--- BEGIN ---
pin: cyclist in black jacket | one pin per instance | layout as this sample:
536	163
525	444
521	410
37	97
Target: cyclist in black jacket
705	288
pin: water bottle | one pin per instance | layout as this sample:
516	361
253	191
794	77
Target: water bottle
--- END ---
Goal>
Please write out all of the records above again, line for line, with no changes.

Exercise answer>
pin: cyclist in black jacket | one pin per instance | layout as this sample:
536	163
525	444
521	410
37	97
Target: cyclist in black jacket
705	288
pin: water bottle | one pin per instance | layout as this sample:
516	361
253	191
794	77
Target: water bottle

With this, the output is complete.